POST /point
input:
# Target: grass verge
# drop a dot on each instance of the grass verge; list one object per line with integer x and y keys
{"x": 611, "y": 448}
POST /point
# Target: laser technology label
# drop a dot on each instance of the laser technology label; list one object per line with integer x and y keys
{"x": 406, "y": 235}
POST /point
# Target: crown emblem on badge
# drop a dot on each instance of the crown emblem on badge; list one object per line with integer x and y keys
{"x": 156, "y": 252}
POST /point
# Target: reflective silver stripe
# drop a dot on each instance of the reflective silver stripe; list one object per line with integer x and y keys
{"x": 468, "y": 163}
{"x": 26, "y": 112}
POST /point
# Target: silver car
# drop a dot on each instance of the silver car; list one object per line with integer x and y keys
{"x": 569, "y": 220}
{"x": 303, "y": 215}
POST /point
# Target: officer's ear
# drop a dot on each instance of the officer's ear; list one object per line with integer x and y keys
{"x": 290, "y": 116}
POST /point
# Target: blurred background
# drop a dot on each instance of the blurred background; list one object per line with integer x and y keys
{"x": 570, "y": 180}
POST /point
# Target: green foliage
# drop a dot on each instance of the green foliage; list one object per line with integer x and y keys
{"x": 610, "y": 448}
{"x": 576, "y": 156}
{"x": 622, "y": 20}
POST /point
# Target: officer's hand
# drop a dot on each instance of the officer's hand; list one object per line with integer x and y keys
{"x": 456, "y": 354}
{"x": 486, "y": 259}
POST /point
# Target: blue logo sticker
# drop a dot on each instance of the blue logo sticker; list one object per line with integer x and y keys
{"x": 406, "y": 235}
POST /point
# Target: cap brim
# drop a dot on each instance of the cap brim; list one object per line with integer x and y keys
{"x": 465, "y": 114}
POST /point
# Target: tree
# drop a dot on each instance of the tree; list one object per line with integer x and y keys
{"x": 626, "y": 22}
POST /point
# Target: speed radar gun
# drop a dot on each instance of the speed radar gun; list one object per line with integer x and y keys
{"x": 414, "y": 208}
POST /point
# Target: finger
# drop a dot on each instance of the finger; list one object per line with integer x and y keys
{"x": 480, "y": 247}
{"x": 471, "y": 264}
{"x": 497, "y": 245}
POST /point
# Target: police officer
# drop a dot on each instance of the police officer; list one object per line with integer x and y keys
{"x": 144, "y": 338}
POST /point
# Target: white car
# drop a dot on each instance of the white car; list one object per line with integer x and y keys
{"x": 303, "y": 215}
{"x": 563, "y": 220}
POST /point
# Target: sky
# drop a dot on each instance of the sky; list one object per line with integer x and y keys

───

• Stated task: Would you restate each of the entries word for word?

• Problem solution:
POST /point
input:
# Target: grass verge
# drop a dot on each instance of the grass verge; list one object per line with integer x and y keys
{"x": 611, "y": 448}
POST /point
# Target: laser technology label
# drop a dot on each instance of the laser technology label; list one object per line with integer x and y keys
{"x": 406, "y": 235}
POST /point
# Target: crown emblem on badge
# drop a dot on each instance of the crown emblem on badge; list one object per line with integer x and y keys
{"x": 156, "y": 252}
POST /point
# Target: reflective silver stripe
# drop a dot on each instance of the reflective silver stripe; list one object per line with integer x and y keys
{"x": 468, "y": 163}
{"x": 26, "y": 112}
POST /point
# Target: silver car
# drop a dot on each instance of the silver car; list one object per line with integer x and y keys
{"x": 569, "y": 220}
{"x": 303, "y": 215}
POST /point
# Target: officer's ear
# drop a dot on each instance of the officer's ear; list one object per line with integer x and y keys
{"x": 290, "y": 116}
POST /point
# Target: blurred background
# drop a dot on each instance of the blurred background; list one object per line with integer x and y keys
{"x": 570, "y": 180}
POST /point
# Target: green foliage
# drop a dot on each instance of the green foliage; list one object per line with integer x and y keys
{"x": 610, "y": 448}
{"x": 576, "y": 156}
{"x": 622, "y": 20}
POST /point
# Target: officer's hand
# drop a dot on each instance of the officer's hand; list one object per line with integer x and y keys
{"x": 456, "y": 354}
{"x": 486, "y": 259}
POST /point
# Target: blue logo sticker
# drop a dot on each instance of the blue logo sticker; list one object per line with integer x and y keys
{"x": 406, "y": 235}
POST /point
# Target: cap brim
# drop a dot on each instance of the cap brim; list one object per line with integer x and y keys
{"x": 465, "y": 114}
POST /point
# Target: tree
# drop a dot on each instance of the tree; list one object per line with integer x and y keys
{"x": 626, "y": 22}
POST /point
# Target: speed radar gun
# drop a dot on each instance of the speed radar gun; list one object per line with integer x and y keys
{"x": 414, "y": 208}
POST /point
# Target: finger
# drop a dot on each instance of the finger; list one object per line with integer x and y keys
{"x": 480, "y": 247}
{"x": 471, "y": 264}
{"x": 497, "y": 245}
POST /point
# Target: police officer
# drop a dot on each instance of the police officer; list one object per line with integer x and y keys
{"x": 144, "y": 338}
POST /point
# Target: white car
# drop a dot on each instance of the white car; list one object per line with integer x and y keys
{"x": 303, "y": 215}
{"x": 563, "y": 220}
POST /point
# Target: sky
# drop a dot on each instance of the sky; list one object per line with integer x and y keys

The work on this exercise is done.